(REQUIRED TASKS):
1 - In the floor-function problem page, what must n be a multiple of according to the posted solution?
2 - For the floor-function problem page, decide whether each statement agrees with it: (a) the solution is dated Apr 3, 2016; (b) the problem is listed as Algebra Level 5; (c) the solution says n must be a multiple of 60. For each, answer yes or no and quote the words of the page that decide it.
3 - Extend the floor-function problem page past its final sentence.

(EXTRACT):
══════════════════════════════

Removing Floors

Algebra Level 3

$\large \left \lfloor \dfrac n2 \right \rfloor + \left \lfloor \dfrac n3 \right \rfloor + \left \lfloor \dfrac n5 \right \rfloor = \dfrac n2 + \dfrac n3 + \dfrac n5$

If $n$ is a natural number and $1\leqslant n \leqslant 100$ , then find the number of solutions to the equation above.

Notation : $\lfloor \cdot \rfloor$ denotes the floor function .

The answer is 3.

1 solution

A Former Brilliant Member
Apr 3, 2016

We must have $\dfrac{n}{2},\dfrac{n}{3},\dfrac{n}{5}$ as an integer. So $n$ has to be an integer which is a multiple of $30$ .

There are $3$ multiples of $30$ from $1$ to $100$ thus are answer is $\boxed{3}$ .

══════════════════════════════

(INFORMATION PROVIDED):
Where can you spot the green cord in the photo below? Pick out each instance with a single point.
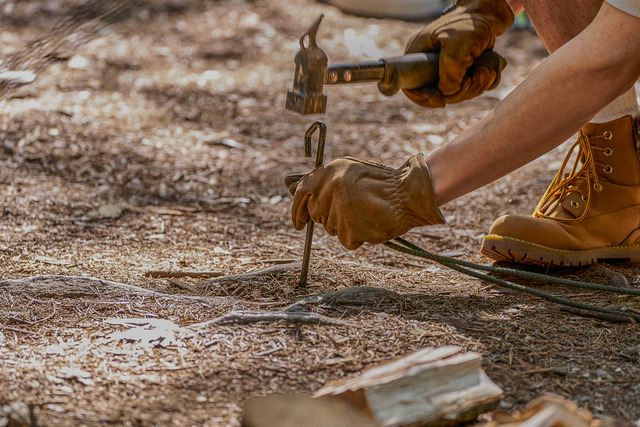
(468, 267)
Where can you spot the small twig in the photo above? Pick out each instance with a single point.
(272, 261)
(356, 295)
(177, 274)
(79, 286)
(248, 317)
(22, 331)
(35, 322)
(276, 269)
(614, 318)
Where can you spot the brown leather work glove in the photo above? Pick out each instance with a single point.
(366, 202)
(461, 35)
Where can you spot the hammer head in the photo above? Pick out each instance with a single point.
(311, 68)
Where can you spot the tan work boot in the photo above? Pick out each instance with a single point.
(588, 214)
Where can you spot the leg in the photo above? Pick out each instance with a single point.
(557, 22)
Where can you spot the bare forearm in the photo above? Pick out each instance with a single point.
(556, 100)
(516, 6)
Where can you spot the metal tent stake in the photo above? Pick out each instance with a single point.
(306, 255)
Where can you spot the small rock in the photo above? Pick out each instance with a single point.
(110, 211)
(604, 375)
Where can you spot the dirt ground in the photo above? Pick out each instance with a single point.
(162, 146)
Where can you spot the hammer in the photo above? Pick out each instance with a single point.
(409, 71)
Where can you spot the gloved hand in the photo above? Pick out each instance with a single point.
(366, 202)
(461, 35)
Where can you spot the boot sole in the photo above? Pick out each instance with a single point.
(502, 248)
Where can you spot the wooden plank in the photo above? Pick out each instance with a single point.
(433, 386)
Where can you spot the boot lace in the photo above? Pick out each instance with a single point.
(585, 168)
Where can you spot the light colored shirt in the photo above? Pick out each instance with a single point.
(632, 7)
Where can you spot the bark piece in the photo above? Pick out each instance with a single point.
(548, 411)
(433, 386)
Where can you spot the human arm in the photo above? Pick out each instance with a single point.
(554, 102)
(461, 35)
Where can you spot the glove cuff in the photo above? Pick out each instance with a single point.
(419, 196)
(498, 13)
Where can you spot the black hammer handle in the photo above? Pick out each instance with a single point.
(409, 71)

══════════════════════════════

(RESULTS FOR THE EXERCISE):
1 - n must be a multiple of 30.

2 -
(a) Yes: "Apr 3, 2016".
(b) No: "Algebra Level 3".
(c) No: "So $n$ has to be an integer which is a multiple of $30$".

3 -
I strongly suspect that it is incorrect to say that if $\dfrac n2 + \dfrac n3 + \dfrac n5$ is an integer then $\dfrac n2$ , $\dfrac n3$ and $\dfrac n5$ must be integers. You should rather simplify it and then prove that it is divisible by $30$ . $\dfrac n2 + \dfrac n3 + \dfrac n6 = \dfrac {31n}{30}$ Hence we have $30|n$

@Svatejas Shivakumar @Shanthanu Rai

milind prabhu - 5 years, 2 months ago

Well if n/3,n/5,n/2 are not integers then LHS will be smaller than RHS because floor of for eg. n/3 will be less than n/3 and same goes for other numbers. So they have to be integers.

Kushagra Sahni - 5 years, 2 months ago

That is a pretty good argument!

milind prabhu - 5 years, 2 months ago

I quite agree!

Adarsh Kumar - 5 years, 2 months ago

Removing Floors

The answer is 3.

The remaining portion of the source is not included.